[Records provided]
## start
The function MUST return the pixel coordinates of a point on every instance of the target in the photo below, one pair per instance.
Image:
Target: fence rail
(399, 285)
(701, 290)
## end
Using the listing above, retype each line exactly.

The function MUST return the pixel coordinates of a point on every instance of the target in the photo below, one pair per instance.
Image:
Target: fence rail
(399, 285)
(701, 290)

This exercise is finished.